> Consegna
Sapresti proseguire la recensione del recital di Fatma Saïd al Petit Palau? Scrivine il seguito, a partire dall'ultima frase riportata.

> Brano di testo
____

Fatma Saïd al Petit Palau

Il giovane soprano egiziano Fatma Saïd, sempre più in vista, si presentava alla sala da camera del Palau de la Musica con un programma parecchio modificato per la difficoltà di fare le prove dovuta alla pandemia. Era più tradizionale di quando si era presentata per la prima volta a Barcellona il passato mese di ottobre al Life Victoria della Fondazione Victoria de los Ángeles. Qui lo ha fatto in collaborazione del Palau con la Associazione Schubert. L'accompagnava Malcolm Martineau il cui intervento è stato davvero fantastico e ha fatto salire molto il livello del recital. Perché, se il programma sembrava un po'eterogeneo (ma si capisce con quelle restrizioni) non aiutava alla concentrazione. Ed il soprano dimostrava sì di avere le carte in regola per un recital di questo tipo, ma non sembrava troppo ispirata. Bella presenza, eleganza, simpatia, con tanti brava e applausi e anche dei fiori e delle grida nella sua lingua che la facevano sorridere. Voce di non troppo volume, proiezione buona, stile adeguato, tecnica corretta, bellissime le mezzevoci, gli acuti buoni anche se in apparenza limitati in estensione con un po' di vibrato metallico in zona estrema non molto richiesta, grave naturale non troppo bello né pieno ma senza esagerare e sufficiente al limite. Appunto il brano più bello e interessante in assoluto (non credo che l'avesse cantato prima) è stato una canzone da camera del compositore conterraneo Adbel-Rahim.

____

> I dati
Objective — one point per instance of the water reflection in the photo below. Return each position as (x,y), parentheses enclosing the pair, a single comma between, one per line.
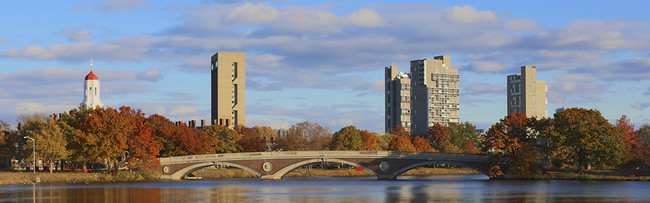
(406,189)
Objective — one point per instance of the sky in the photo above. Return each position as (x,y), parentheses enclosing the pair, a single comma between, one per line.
(321,61)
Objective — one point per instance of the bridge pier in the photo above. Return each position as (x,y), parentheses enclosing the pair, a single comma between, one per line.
(385,165)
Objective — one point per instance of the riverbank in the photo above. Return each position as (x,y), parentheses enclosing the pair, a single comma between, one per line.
(13,178)
(613,175)
(238,173)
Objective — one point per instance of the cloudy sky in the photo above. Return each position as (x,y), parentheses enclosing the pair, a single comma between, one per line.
(321,61)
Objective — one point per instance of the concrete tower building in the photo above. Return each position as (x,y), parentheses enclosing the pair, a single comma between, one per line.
(228,89)
(434,93)
(398,99)
(91,90)
(526,94)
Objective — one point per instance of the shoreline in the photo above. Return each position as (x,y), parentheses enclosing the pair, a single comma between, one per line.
(20,178)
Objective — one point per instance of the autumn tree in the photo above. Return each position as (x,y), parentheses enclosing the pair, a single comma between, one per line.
(227,139)
(401,143)
(369,141)
(348,138)
(421,145)
(634,149)
(318,137)
(512,146)
(292,142)
(142,147)
(253,139)
(50,140)
(439,137)
(644,139)
(588,138)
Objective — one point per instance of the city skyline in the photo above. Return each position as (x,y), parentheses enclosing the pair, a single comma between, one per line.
(321,61)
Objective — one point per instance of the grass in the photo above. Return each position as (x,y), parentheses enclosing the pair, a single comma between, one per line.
(10,178)
(239,173)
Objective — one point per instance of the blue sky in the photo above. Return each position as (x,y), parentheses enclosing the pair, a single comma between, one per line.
(321,61)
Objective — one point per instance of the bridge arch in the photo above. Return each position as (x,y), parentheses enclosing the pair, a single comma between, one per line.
(189,169)
(280,173)
(412,166)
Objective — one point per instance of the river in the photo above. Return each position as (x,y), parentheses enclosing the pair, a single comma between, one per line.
(465,188)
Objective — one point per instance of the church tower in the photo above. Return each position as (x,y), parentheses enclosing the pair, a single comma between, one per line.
(91,90)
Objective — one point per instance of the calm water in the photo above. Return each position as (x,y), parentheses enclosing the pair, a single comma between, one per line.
(467,188)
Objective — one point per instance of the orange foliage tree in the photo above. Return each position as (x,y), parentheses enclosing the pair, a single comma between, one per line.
(634,149)
(512,147)
(369,141)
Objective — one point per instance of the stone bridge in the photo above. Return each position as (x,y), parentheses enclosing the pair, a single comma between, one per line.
(386,165)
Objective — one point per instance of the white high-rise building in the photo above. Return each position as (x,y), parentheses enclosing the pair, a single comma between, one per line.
(526,94)
(91,90)
(434,94)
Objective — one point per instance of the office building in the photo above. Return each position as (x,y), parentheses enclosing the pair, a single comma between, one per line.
(526,94)
(398,102)
(228,89)
(434,93)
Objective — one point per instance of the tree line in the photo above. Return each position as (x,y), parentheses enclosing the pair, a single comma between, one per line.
(517,145)
(575,138)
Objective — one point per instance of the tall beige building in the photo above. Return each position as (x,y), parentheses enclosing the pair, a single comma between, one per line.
(398,99)
(526,94)
(434,93)
(228,89)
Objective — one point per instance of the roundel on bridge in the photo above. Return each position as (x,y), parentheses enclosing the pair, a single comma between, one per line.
(383,166)
(267,166)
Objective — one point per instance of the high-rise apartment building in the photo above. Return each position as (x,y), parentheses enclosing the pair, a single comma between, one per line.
(398,102)
(434,93)
(228,89)
(526,94)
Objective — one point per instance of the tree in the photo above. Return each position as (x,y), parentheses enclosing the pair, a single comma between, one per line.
(588,138)
(512,146)
(439,137)
(142,147)
(252,138)
(401,143)
(318,137)
(369,141)
(644,139)
(400,131)
(50,140)
(633,147)
(348,138)
(421,145)
(292,142)
(226,138)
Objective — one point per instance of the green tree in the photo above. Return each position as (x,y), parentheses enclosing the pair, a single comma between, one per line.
(588,138)
(227,139)
(644,139)
(369,140)
(50,140)
(401,143)
(348,138)
(512,146)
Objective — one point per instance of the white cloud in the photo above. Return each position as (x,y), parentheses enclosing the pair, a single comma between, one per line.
(487,66)
(75,34)
(364,18)
(574,77)
(468,14)
(254,13)
(121,5)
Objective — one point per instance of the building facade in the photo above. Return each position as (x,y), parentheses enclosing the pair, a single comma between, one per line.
(228,83)
(91,90)
(398,102)
(526,94)
(434,93)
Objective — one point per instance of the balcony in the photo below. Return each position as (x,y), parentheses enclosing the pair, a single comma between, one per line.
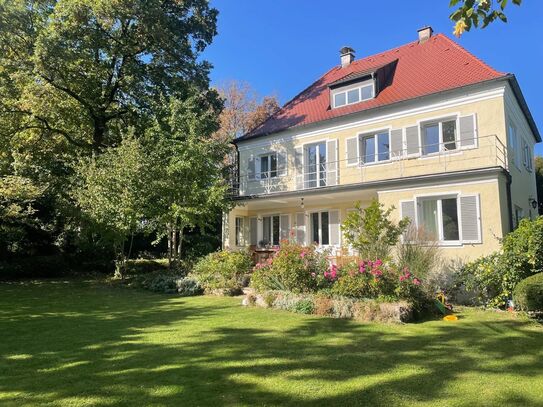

____

> Risposta
Personalità o esperienza vitale facevano sì che i momenti più riusciti fossero i pezzi frivoli o ironici di Poulenc e Ravel, e tout gai, l'ultima delle cinque melodie greche, era anche il più comprensibile ed azzeccato. Ma quando una canzone solo in apparenza ‘superficiale' come Hôtel del primo ci riportava alle interpretazioni tutt'altro che superficialo della Crespin o, oggi stesso, dell'Antonacci, venivano al pettine le limitazioni dell'approccio di quest'intelligente artista, e ancora di più quando, fuori programma, ci dava la sua versione de Les chemins de l'amour. Non diciamo quando si confrontava con pagine ‘orientali' o simili del Lied romantico tedesco, con Widmung di Schumann piuttosto piatta e una Suleika di Mendelssohn buona; gli altri di entrambi gli autori corretti ma non rilevanti. Meglio la melodia di Bizet (Adieux de l'hôtesse arabe) dove, senz'arrivare al livello della sua articolazione del tedesco (gli studi li ha fatti in Germania) la pronuncia migliorava rispetto a Ravel. Una bella sorpresa è stata la padronanza della lingua castigliana, con lavori di Nin e Obradors – la più nota, di quest'ultimo, El cabello más sutil resa bene ma senza la suprema fusione di sentimento e bellezza vocale delle versioni di riferimento di De los Ángeles o Berganza. Meglio ancora le arie di zarzuela: canzone di Marinela (da La canción del olvido, di Serrano) e di Pastora (da La patria chica di Chapí) e, fuori programma, il difficile Zapateado da La tempranica di Giménez che neppure in questo caso (in particolare nei facili – in apparenza – ‘ay!') sfuggiva al ricordo delle signore di cui sopra.

Jorge Binaghi

2/6/2021

La foto del servizio è di Silvia Pujalte.